=== To do ===
Please render every line of the material below as a Markdown table with the columns "No." and "Line". Number the rows in order and leave out blank lines.
:: Data records
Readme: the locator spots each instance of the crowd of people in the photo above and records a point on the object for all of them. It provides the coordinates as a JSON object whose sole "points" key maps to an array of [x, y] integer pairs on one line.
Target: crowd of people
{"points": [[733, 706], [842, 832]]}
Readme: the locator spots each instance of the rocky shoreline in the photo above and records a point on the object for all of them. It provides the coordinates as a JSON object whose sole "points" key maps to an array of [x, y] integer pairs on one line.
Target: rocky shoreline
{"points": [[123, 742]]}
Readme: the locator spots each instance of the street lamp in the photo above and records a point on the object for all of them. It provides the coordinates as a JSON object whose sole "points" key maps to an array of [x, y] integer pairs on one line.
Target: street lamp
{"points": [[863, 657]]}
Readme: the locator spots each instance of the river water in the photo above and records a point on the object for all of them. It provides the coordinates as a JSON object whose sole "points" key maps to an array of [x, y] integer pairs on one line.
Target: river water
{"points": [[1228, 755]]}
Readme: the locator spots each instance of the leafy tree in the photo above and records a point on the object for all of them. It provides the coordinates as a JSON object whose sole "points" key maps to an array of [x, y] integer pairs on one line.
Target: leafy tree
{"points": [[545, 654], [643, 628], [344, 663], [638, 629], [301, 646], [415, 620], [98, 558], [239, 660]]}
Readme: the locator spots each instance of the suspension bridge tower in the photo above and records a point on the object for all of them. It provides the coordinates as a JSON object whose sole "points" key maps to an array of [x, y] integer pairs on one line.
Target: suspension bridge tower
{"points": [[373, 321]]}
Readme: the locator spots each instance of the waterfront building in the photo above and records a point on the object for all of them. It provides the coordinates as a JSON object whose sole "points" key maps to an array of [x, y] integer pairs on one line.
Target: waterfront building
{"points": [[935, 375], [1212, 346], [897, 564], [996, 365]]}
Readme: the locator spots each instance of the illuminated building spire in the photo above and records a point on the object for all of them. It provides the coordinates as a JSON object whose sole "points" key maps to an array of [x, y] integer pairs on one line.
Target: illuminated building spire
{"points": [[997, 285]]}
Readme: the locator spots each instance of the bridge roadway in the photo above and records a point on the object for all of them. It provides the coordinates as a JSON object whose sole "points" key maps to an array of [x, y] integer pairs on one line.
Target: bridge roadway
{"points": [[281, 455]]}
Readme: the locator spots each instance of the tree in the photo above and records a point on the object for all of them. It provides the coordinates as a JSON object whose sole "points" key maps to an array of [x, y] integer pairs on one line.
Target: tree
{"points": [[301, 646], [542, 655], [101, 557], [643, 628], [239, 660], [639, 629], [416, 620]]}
::::
=== Answer for this exercise ===
| No. | Line |
|---|---|
| 1 | Readme: the locator spots each instance of the crowd of people in the photo above and records a point on the object for all of them. It provides the coordinates as a JSON object whose sole "points" key maps to an array of [x, y] integer pairs on one line. |
| 2 | Target: crowd of people |
| 3 | {"points": [[733, 706], [842, 832]]} |
| 4 | Readme: the locator spots each instance of the rocky shoreline in the photo above and records a point on the object for all of them. It provides the coordinates as a JSON object whose sole "points" key maps to an array of [x, y] integer pairs on one line. |
| 5 | Target: rocky shoreline |
| 6 | {"points": [[123, 742]]} |
| 7 | Readme: the locator spots each instance of the street lamp in the photo above and records a point on the object for all of them. It provides the coordinates as a JSON object whose sole "points" key maps to an array of [x, y] integer pairs on one line. |
| 8 | Target: street lamp |
| 9 | {"points": [[863, 657]]} |
| 10 | Readme: the locator spots each instance of the river water in the photo above and records a point on the object for all of them. It provides the coordinates as a JSON object whose sole "points" key maps to an array of [x, y] integer pairs on one line. |
| 11 | Target: river water |
| 12 | {"points": [[1228, 755]]} |
| 13 | Readme: the locator spots each instance of the leafy tree in the photo above and records a point on the object for all of them. It provides the coordinates as a JSON object whose sole "points" key maps to an array of [x, y] integer pairs on one line. |
| 14 | Target: leafy tree |
| 15 | {"points": [[545, 654], [643, 628], [344, 663], [638, 629], [301, 646], [415, 620], [98, 558], [239, 660]]} |
| 16 | Readme: the locator spots each instance of the suspension bridge tower in the photo above and records a point on the object for all of them. It provides the coordinates as a JSON object whose sole "points" key maps to an array of [x, y] integer pairs on one line. |
| 17 | Target: suspension bridge tower |
| 18 | {"points": [[373, 321]]} |
| 19 | Readme: the locator spots each instance of the waterfront building in the photo above and records a point on the object for all of them. It provides the coordinates as a JSON object whose sole "points" key maps to an array of [x, y] integer pairs on one line. |
| 20 | Target: waterfront building |
| 21 | {"points": [[935, 375], [1212, 346], [897, 564], [996, 365]]} |
| 22 | Readme: the locator spots each instance of the illuminated building spire in the photo above and records a point on the object for all of them. It provides the coordinates as a JSON object whose sole "points" key maps to an array of [x, y] integer pairs on one line. |
| 23 | Target: illuminated building spire |
| 24 | {"points": [[997, 285]]} |
| 25 | Readme: the locator spots each instance of the bridge roadway in the photo above and records a point on the object for all of them. It provides the coordinates as a JSON object whose sole "points" key maps to an array of [x, y] integer pairs on one line. |
| 26 | Target: bridge roadway |
| 27 | {"points": [[281, 455]]} |
| 28 | Readme: the locator spots each instance of the tree in the photo above and records a point on the object for all of them. It provides the coordinates as a JSON object whose sole "points" key maps to an array of [x, y] integer pairs on one line. |
| 29 | Target: tree |
| 30 | {"points": [[301, 646], [542, 655], [101, 557], [643, 628], [239, 660], [639, 629], [416, 620]]} |